> **Source records**
>> start

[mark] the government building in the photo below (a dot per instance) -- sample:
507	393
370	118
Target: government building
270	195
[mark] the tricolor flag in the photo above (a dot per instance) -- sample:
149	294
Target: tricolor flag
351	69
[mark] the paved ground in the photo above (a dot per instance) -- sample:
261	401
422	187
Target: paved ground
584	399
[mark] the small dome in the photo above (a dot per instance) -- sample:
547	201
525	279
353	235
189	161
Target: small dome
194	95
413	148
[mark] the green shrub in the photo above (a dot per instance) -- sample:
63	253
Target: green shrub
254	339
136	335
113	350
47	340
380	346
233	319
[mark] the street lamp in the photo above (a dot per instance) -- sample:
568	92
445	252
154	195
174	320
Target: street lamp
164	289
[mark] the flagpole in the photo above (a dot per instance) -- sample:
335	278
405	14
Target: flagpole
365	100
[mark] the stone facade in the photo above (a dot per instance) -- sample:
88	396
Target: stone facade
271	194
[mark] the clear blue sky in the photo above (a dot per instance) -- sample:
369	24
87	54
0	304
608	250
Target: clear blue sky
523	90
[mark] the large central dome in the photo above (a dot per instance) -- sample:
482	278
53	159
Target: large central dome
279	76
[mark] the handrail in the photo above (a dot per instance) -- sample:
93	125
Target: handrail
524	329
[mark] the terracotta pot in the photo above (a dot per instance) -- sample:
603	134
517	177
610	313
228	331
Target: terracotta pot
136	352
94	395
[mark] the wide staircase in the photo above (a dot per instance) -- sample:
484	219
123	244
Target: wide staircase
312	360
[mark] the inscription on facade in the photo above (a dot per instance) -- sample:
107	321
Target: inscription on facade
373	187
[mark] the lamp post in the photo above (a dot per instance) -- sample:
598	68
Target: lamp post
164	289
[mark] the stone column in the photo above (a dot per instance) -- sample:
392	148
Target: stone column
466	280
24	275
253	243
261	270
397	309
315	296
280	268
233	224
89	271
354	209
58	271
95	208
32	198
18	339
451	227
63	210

>> end

> **Task objective**
Update every row above so that "a dot per instance" reads "one point per instance" wherever it occurs, and keep all other text unchanged.

> **Result of the task**
[mark] the government building in the photo below (one point per instance) -- sample:
507	393
370	118
Target: government building
270	195
[mark] the tricolor flag in the photo above (one point per instance) -- sample:
149	294
Target: tricolor flag
351	69
[mark] the paved ground in the photo above (one point per instance) -- sample:
261	401
422	187
Target: paved ground
584	399
[mark] the small dome in the photo above (one point per instance) -- sample:
547	201
525	279
353	235
189	161
Target: small dome
194	95
413	148
[mark] the green shrub in the photo above (one point per instance) -- sample:
63	253
Target: green shrub
254	339
136	335
113	350
47	340
380	346
233	319
[mark] the street lamp in the photo above (one point per instance) -- sample:
568	92
445	252
154	195
174	320
Target: street lamp
164	289
[mark] the flagpole in the photo above (one point per instance) -- sample:
335	278
405	14
Target: flagpole
365	100
[mark] the stone facade in the photo above (one point per instance) -- sample:
88	396
Target: stone facade
271	194
[mark] the clear blue sky in the photo above (one point per instance) -- sample:
369	24
87	54
0	304
608	250
Target: clear blue sky
523	90
[mark] the large central dome in the photo above (one point per instance) -- sample:
482	278
53	159
Target: large central dome
279	76
[mark] the handrail in the photo above (one point per instance) -- sample:
93	125
Target: handrail
524	329
[mark] the terracotta pot in the photo above (one point per instance) -- sample:
603	134
517	177
610	313
228	331
Target: terracotta pot
136	352
94	395
[mark] the wide staircase in the photo above (one point per instance) -- sample:
484	219
123	244
Target: wide staircase
312	360
[mark] the inscription on facade in the photo above (one point per instance) -- sample:
107	321
Target: inscription on facade
373	187
[mark] the lamp post in the photo above (one point per instance) -- sample:
598	68
Target: lamp post
164	289
[mark] the stone column in the photo above (one point per instance) -- sample:
392	148
Target: stone column
466	280
24	275
253	243
261	270
397	309
315	296
280	268
233	224
89	271
354	209
58	271
95	208
32	198
18	339
451	227
63	210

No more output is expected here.